* WHAT IS EXPECTED: Exact copy, no pictures: restate each entry below word for word.

Segment Start: RAW DATA

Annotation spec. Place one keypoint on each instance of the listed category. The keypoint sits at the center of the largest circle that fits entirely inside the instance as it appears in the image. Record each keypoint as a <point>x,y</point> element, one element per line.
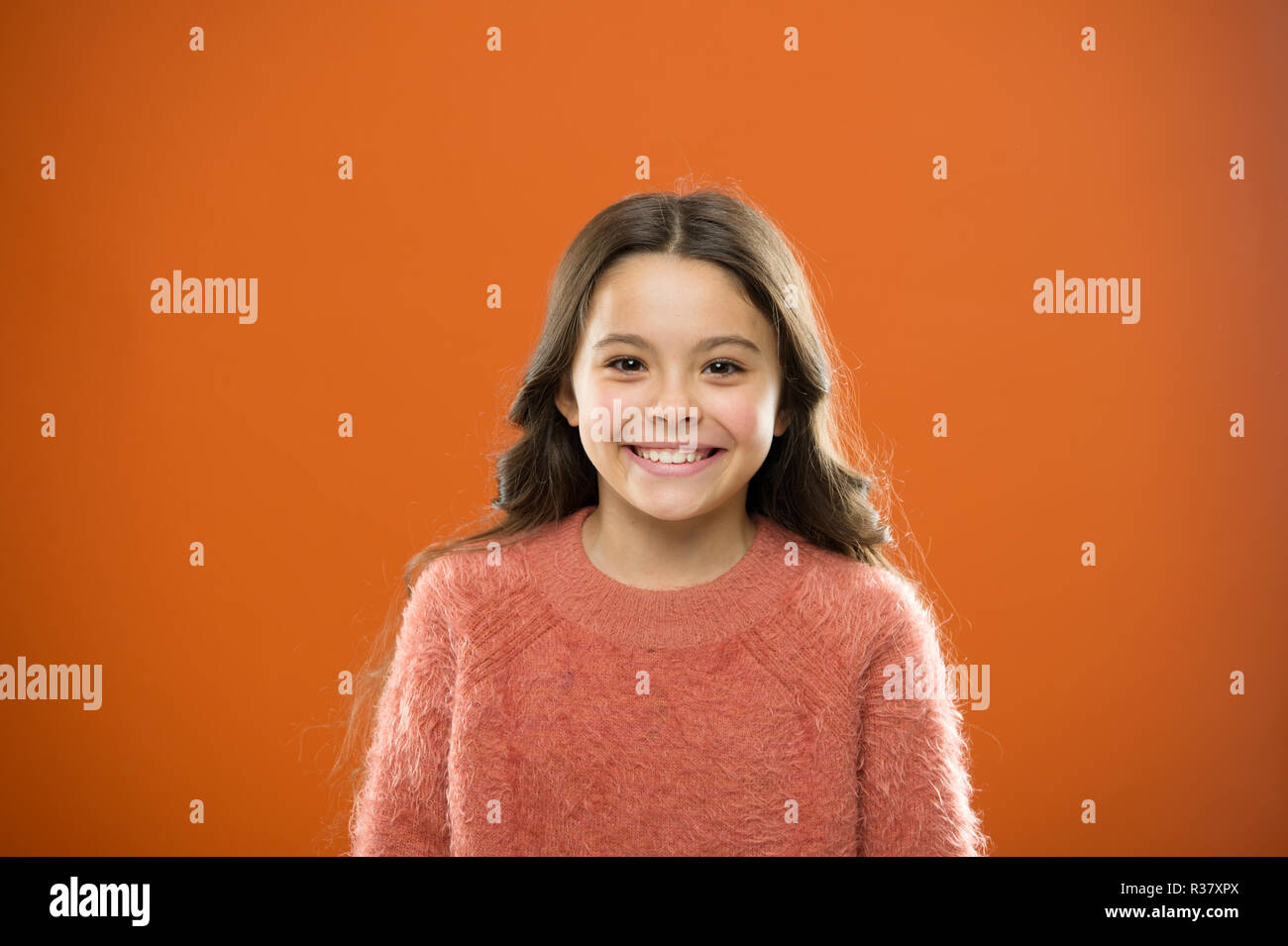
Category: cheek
<point>743,417</point>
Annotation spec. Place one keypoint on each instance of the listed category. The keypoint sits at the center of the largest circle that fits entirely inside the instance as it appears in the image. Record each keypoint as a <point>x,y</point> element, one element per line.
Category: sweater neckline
<point>655,618</point>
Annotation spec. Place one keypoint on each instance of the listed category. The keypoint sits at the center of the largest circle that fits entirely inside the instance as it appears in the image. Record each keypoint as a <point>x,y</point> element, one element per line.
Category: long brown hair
<point>806,482</point>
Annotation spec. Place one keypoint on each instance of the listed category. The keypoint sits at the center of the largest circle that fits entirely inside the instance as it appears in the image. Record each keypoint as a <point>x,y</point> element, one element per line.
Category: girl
<point>688,641</point>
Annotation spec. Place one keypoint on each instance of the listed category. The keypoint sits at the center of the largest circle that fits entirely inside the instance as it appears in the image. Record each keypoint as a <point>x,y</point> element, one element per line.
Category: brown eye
<point>733,368</point>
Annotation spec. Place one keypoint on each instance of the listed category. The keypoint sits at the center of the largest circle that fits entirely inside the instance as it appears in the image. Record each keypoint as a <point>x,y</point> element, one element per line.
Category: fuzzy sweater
<point>536,705</point>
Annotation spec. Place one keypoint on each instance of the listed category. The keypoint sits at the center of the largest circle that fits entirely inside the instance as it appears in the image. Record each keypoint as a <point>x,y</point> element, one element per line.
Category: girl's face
<point>674,332</point>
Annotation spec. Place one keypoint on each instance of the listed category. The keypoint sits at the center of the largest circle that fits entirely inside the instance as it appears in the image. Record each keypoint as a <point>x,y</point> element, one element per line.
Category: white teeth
<point>666,456</point>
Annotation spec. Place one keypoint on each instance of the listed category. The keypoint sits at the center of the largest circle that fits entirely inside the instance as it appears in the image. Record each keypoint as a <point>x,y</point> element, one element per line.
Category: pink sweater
<point>537,706</point>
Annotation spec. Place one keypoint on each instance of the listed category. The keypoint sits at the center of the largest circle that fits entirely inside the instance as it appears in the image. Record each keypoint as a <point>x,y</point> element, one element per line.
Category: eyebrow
<point>704,345</point>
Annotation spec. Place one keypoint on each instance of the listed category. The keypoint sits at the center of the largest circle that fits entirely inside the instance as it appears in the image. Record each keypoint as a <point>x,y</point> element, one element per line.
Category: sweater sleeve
<point>402,806</point>
<point>914,791</point>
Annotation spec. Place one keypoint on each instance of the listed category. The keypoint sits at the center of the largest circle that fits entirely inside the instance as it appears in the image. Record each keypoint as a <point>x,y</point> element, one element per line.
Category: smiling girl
<point>673,644</point>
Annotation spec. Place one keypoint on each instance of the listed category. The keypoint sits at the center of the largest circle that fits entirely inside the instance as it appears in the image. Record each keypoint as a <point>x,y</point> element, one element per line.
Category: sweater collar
<point>589,598</point>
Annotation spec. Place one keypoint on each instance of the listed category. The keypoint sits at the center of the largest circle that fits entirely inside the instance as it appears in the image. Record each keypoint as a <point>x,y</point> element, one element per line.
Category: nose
<point>679,412</point>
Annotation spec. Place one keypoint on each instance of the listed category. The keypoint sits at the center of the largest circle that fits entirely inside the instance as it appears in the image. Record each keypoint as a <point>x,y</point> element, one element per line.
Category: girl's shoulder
<point>480,573</point>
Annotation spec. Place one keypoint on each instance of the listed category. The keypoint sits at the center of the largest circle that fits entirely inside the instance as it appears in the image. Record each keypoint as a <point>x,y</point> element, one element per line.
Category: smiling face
<point>674,332</point>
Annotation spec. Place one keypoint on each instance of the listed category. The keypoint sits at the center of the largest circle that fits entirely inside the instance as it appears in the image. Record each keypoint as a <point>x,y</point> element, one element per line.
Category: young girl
<point>686,644</point>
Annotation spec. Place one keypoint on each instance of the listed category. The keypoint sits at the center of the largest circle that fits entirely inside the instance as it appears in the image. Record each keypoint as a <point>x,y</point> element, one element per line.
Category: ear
<point>785,418</point>
<point>566,400</point>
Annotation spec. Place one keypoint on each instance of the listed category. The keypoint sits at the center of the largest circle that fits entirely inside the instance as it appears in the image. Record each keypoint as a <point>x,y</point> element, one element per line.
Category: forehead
<point>678,297</point>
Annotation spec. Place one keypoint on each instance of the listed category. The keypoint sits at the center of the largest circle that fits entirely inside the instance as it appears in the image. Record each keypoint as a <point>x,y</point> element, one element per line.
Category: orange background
<point>476,167</point>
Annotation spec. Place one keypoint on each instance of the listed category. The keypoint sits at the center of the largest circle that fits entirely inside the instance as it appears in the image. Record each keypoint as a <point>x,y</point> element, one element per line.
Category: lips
<point>694,468</point>
<point>702,454</point>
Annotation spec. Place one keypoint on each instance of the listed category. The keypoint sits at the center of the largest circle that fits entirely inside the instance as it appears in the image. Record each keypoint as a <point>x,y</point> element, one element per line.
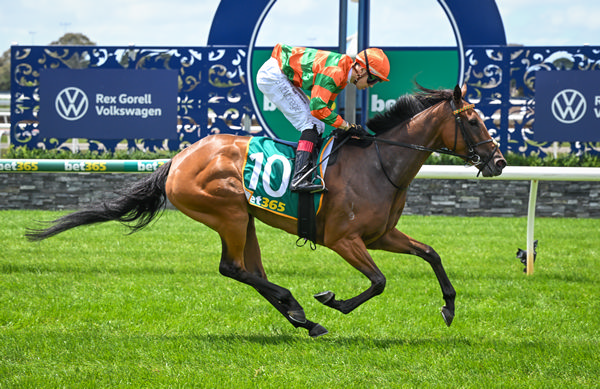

Segment End: RAW DATA

* ANSWER TO THE PROBLEM:
Annotation spec. Place one keypoint on each instance of the listed category. The keypoint sits at the center of the largest circle that fits entirely inside the instance as it appears in the image. Record each keypoint as a <point>x,y</point> element, one element per line.
Category: cheek
<point>743,417</point>
Annotation spec. Place one keypoint on each instance of the listed category. The keypoint sits at the center of the largest circle that fits entirely inside the instance as it appears in the image. Record each keypoint as a <point>x,y</point> element, one element per line.
Category: sweater neckline
<point>655,618</point>
Annotation spec. Place one keypoint on each instance of the listed category. The keypoint sits at the center of the largest circle that fits entirely inside the instance as it appears in the image. Record each keypoint as a <point>x,y</point> element, one element per line.
Category: long brown hair
<point>806,482</point>
Annotation spec. Place one keypoint on each instance of the listed category. The keypoint sits at the center of the largest circle that fits entirely inside the instance as it appears in the image. Record each keypoint as a <point>x,y</point> element, one element per line.
Category: girl
<point>688,641</point>
Annotation spec. Place one keypoint on each instance of the listed category. The keypoint sits at the center of the largest circle that fits entirely inside the instance as it appears in the image. Record each keypoint as a <point>x,y</point> element, one element per line.
Category: brown eye
<point>733,368</point>
Annotation spec. Place one keypoint on each instance of the listed category. The keypoint sits at the center of the largest circle that fits entirely inside the instance as it appears in the image. Record each keypoint as a <point>x,y</point> element, one element per line.
Category: fuzzy sweater
<point>536,705</point>
Annotation spec. Place one keypoint on each instance of the listed category. The keypoint sits at the center of the largest circle that fits entirely inside the instance as it appears in the image. Record each keypoint as a <point>x,y</point> element, one element per line.
Category: girl's face
<point>674,332</point>
Annotation spec. Place one keypoint on each instance of the listed category. The keypoint sits at the center of the largest circle that fits entirely inside the instance as it appears in the image. Record each keypoint as a <point>x,y</point> element, one element per line.
Category: white teeth
<point>666,456</point>
Annotation spec. Place one keypoint on each instance of the listed category. The keypoint sits at the center of the largest circle that fits entirely inside the instance as it appears in the image. Record each keypoint as a <point>x,y</point> element, one element per line.
Category: pink sweater
<point>537,706</point>
Annotation spec. Place one keypoint on each instance of the listed category. The keypoint sits at the center of the largest circle that fits entirely inside the instance as it appears in the image. Record each keypoint as a <point>x,y</point> element, one element per line.
Category: eyebrow
<point>704,345</point>
Annotation spec. Place one keypoint on each instance of the listed category. The keypoint sits at the center of the largest circle that fits entirely inside the instance as it appears in the image. Record each keypoint as a <point>x,y</point> element, one element per line.
Category: sweater sleeve
<point>402,806</point>
<point>914,791</point>
Annotation spec. Place one keypoint on each instance of the listed category. The keypoint sits at the center of the largest circle that fits entirely inside the instance as it appears in the image. Record each keypoint as a <point>x,y</point> element, one element per line.
Category: smiling girl
<point>673,644</point>
Annotation spec. Place one keypoint on each instance of the listed category. The keypoint sits at the center of the largest circle that fits entirely inside the instance as it appears in the image. Record each keypoint as a <point>x,y</point> element, one element per line.
Category: sweater collar
<point>589,598</point>
Annotation spec. Place one keypoint on each instance of the listed category. The keypoint sits at the center of the largest circle that fits entirely inside the instance as it appears in the image. Record each keypoint as a <point>x,y</point> element, one element per line.
Category: nose
<point>679,412</point>
Annotation spec. Place one keypoint on each instance of the listed category. The keypoint sits at the center of the largest circle that fits entirely inside the instance as it appears in the image. Record each keypoint as a <point>x,y</point> element, one element per line.
Category: girl's shoulder
<point>480,573</point>
Annotation spec. Place one keypoint on each instance of the listed category. The keypoint sits at the center of the largest circle that fits entirely inside the instance as it appears in the image. Record each keypoint as a <point>x,y</point> element, one element per line.
Category: smiling face
<point>674,332</point>
Annotation spec. Place one keypoint on each instance of the listed category. The keypoint sits at the center of the largest circle that fits entirely inside the instance as it appears in the image. Record each keypoint as a <point>x,y</point> element, one element per line.
Category: young girl
<point>686,644</point>
Annotation spec. Place one keypoint on each instance of the listed category. The keypoint sits at the center of the largest circle that fits entirely inside the instance as it appears in the image. Record each keypoint as a <point>x,y</point> element, one element per line.
Category: ear
<point>785,418</point>
<point>566,400</point>
Annotation spec. Place one keypoint on each instance of the listed category. The keypoint sits at the center of the largest circle that fits entirely inside the instance as it appears in the image. Record each keypoint as a <point>x,y</point> element, one element per line.
Category: forehead
<point>678,297</point>
Annotation spec. Place one keypoint on each instance of the listed category. The keypoint sits at the center of the largest circle that fits entirely inside the instance as it appears in the image. Record each keypoint as a <point>x,y</point> element, one element per line.
Category: orange background
<point>476,167</point>
Annotation spec. Place one keypoint on each instance of the listed category. The keypoint sits at the center of the largest circle that fits entirely inside the instance as it appears in the image. Record each keypoint as a <point>x,y</point> element, one element per line.
Category: lips
<point>694,468</point>
<point>702,454</point>
Annotation spec. Place one keypoint on each instance of the listed category. The keypoint sits at the center of the largest circle that fits entirely inside the instance as it appears in the image. Record each keypoint as a <point>x,y</point> element, one element per line.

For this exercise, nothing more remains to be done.